# Location labeling records
□ □ □ □ □

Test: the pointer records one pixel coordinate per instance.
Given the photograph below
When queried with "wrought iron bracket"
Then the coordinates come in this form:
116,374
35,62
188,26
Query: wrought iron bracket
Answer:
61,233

□ □ □ □ □

# Work required
Rewrite the records with "wrought iron bracket" swapped for "iron wall bracket" everywhere it appears, leaving every other line unchanged.

# Written response
Test: the pointer records one pixel coordinate per instance.
Given the photograph below
When queried with "iron wall bracket"
Then the coordinates come in this form:
116,374
35,62
188,26
Query: iron wall bracket
Answer:
61,233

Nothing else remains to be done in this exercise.